*GOAL*. How many lines in the listing below contain the word "shade"? Reply with the number alone.

*THE INPUT*.
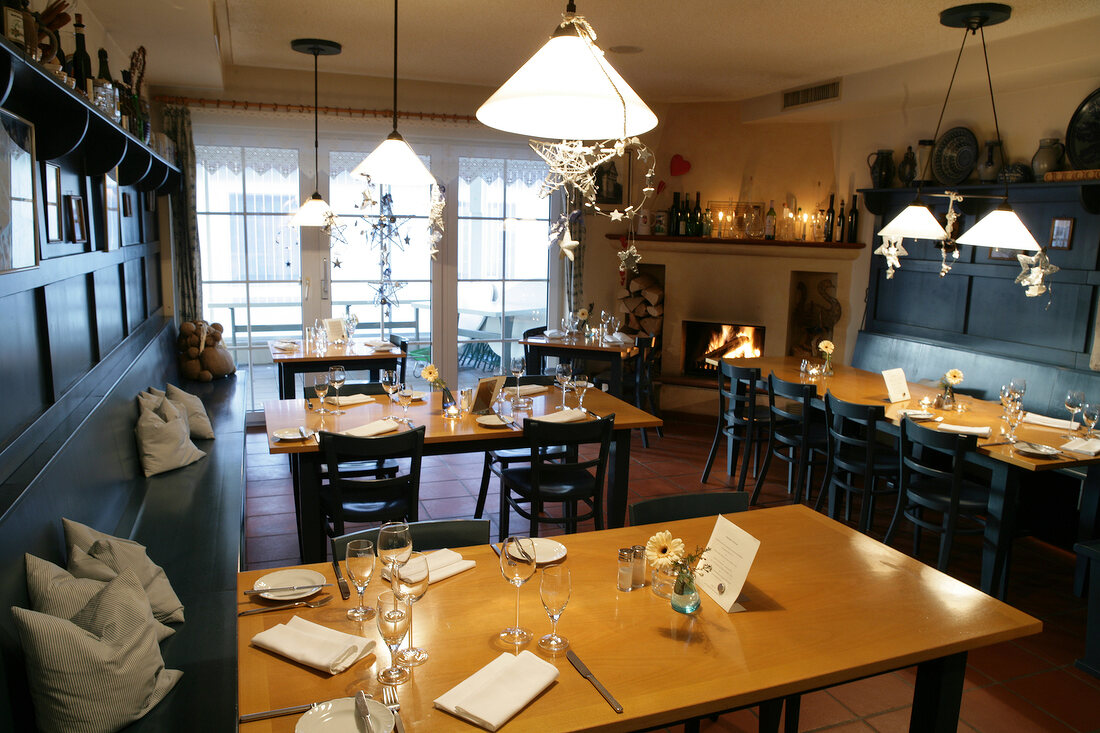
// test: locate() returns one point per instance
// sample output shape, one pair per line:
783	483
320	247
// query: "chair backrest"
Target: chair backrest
428	535
686	506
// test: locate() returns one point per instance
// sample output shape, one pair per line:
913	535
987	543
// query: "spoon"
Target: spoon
309	604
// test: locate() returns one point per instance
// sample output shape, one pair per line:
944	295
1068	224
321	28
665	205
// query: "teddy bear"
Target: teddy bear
202	353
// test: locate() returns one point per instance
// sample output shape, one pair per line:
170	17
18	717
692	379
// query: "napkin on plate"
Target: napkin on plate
563	416
371	429
315	645
1035	418
1089	447
498	690
349	400
980	430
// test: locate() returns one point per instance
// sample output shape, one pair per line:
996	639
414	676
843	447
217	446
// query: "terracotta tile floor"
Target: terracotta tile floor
1030	685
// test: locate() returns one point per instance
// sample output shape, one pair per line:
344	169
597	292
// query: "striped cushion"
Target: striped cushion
100	670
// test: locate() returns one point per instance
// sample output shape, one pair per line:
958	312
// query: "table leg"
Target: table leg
938	693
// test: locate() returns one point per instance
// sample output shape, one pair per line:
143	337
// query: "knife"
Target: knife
575	660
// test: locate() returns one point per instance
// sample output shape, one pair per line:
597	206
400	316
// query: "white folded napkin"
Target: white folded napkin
371	429
526	390
1089	447
349	400
563	416
315	645
980	430
1035	418
498	690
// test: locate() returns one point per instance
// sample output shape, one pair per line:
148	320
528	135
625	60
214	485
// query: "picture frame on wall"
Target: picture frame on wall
1062	232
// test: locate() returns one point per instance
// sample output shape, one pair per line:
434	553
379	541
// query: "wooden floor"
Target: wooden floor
1030	685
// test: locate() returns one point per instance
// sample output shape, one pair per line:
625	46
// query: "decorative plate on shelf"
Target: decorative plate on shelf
954	156
1082	135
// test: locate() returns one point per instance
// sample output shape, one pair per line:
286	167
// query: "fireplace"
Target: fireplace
704	340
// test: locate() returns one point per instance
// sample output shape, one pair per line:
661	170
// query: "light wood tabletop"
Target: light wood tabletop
824	604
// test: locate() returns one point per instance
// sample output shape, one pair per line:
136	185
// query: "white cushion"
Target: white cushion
100	670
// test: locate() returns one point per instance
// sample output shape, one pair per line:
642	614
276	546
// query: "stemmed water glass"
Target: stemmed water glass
554	589
395	614
411	584
360	564
517	566
337	376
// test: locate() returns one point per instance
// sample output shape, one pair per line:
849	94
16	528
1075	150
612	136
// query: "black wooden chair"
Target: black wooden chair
350	495
571	481
858	460
933	478
741	419
794	436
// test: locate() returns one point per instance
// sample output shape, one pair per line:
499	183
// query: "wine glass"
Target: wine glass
321	389
1074	402
337	376
360	564
395	614
411	584
553	589
517	566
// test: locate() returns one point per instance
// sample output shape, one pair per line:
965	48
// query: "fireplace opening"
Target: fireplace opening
705	340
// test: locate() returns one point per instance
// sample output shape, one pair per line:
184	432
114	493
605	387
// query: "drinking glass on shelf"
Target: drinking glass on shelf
360	564
517	566
1074	402
411	584
395	615
337	376
554	589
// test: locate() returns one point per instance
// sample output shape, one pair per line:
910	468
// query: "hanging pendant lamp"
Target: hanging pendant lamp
314	211
568	91
394	162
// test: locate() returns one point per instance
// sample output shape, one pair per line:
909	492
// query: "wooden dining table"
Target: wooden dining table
823	605
442	436
1003	460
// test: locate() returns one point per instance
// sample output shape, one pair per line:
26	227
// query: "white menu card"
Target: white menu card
730	551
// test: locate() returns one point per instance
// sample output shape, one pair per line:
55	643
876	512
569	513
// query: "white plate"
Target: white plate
339	717
284	578
292	434
547	550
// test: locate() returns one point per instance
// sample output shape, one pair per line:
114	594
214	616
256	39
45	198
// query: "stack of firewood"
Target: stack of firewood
641	305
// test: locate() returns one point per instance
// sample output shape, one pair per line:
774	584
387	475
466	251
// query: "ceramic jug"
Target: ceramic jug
882	168
1047	157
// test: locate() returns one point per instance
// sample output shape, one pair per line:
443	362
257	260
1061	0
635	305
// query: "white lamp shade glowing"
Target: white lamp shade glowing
1001	228
394	163
915	221
568	91
312	212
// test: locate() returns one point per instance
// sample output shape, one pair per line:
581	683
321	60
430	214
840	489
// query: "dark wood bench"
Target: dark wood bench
190	520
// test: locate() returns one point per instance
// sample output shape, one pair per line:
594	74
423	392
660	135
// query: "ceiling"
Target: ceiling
691	50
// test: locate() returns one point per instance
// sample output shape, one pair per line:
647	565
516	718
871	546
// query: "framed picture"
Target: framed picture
77	218
1062	232
19	230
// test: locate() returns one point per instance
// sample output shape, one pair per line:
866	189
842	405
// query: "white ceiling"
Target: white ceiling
692	50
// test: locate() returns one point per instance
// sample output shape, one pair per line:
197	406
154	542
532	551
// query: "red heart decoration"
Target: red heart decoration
678	165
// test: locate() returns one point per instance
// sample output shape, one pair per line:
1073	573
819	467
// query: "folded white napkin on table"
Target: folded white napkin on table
563	416
980	430
1089	447
1035	418
371	429
498	690
315	645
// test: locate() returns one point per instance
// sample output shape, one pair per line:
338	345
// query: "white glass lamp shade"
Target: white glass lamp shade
312	212
1001	228
915	221
568	91
394	163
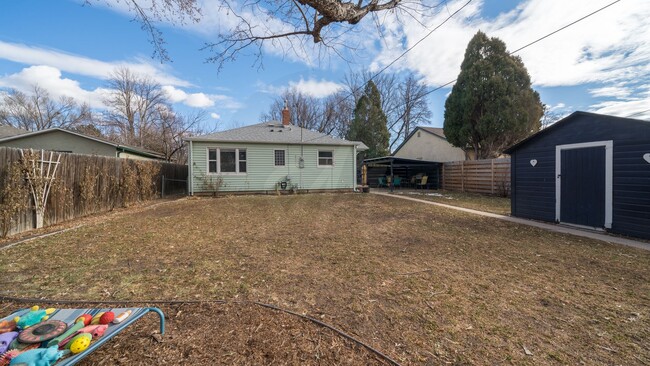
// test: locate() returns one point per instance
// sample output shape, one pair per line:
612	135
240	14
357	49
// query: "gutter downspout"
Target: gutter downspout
190	188
354	180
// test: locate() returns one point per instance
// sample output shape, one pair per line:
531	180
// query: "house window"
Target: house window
229	161
325	158
242	160
279	157
212	160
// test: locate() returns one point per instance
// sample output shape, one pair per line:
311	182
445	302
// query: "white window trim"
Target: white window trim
286	155
207	161
609	165
325	166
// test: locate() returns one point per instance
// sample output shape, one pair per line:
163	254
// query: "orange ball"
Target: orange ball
87	318
108	317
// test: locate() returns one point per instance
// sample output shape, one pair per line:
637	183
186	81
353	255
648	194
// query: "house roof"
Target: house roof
561	123
7	131
275	133
436	131
131	149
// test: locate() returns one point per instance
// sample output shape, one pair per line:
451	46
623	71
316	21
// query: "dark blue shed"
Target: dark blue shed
588	170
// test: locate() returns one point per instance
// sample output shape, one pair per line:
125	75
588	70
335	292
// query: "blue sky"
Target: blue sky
601	64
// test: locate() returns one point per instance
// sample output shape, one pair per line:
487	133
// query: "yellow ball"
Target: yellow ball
80	343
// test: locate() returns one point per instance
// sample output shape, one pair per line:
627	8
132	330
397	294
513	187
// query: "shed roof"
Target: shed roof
564	121
275	133
131	149
7	131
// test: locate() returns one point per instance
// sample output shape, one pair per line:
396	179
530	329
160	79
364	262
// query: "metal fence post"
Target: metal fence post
162	186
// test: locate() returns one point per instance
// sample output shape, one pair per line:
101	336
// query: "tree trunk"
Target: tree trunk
39	214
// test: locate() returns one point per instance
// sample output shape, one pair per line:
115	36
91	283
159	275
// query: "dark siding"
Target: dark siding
631	206
533	194
535	185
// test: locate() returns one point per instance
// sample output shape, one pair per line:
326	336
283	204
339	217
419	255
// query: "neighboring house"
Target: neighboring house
58	139
269	156
428	144
587	169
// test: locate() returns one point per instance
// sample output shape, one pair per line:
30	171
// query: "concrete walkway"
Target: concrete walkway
541	225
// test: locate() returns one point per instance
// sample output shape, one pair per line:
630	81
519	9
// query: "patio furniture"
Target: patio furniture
397	182
381	182
423	182
69	316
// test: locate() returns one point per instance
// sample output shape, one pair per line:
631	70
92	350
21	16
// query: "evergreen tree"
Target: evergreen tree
492	105
369	124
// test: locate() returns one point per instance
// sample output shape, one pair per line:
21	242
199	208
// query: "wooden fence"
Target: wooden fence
478	176
86	184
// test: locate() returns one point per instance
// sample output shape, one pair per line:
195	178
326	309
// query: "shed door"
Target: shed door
582	199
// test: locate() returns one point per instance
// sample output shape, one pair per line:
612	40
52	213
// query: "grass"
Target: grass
476	201
422	283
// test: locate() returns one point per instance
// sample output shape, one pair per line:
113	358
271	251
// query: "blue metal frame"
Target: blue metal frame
76	358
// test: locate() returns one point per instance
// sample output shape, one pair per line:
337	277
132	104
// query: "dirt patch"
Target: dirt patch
475	201
229	334
421	283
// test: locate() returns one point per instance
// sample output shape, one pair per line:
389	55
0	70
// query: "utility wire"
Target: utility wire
638	113
355	90
510	53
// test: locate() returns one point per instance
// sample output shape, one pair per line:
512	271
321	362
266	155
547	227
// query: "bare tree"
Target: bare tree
402	100
412	109
132	106
173	128
254	22
327	115
38	111
549	117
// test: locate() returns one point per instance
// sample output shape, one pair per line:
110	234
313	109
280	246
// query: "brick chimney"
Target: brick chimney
286	115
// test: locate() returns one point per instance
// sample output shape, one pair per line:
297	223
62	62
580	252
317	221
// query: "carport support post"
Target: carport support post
392	179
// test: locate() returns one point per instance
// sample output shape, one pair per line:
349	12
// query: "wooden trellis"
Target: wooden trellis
40	174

*WRITTEN SOLUTION*. 4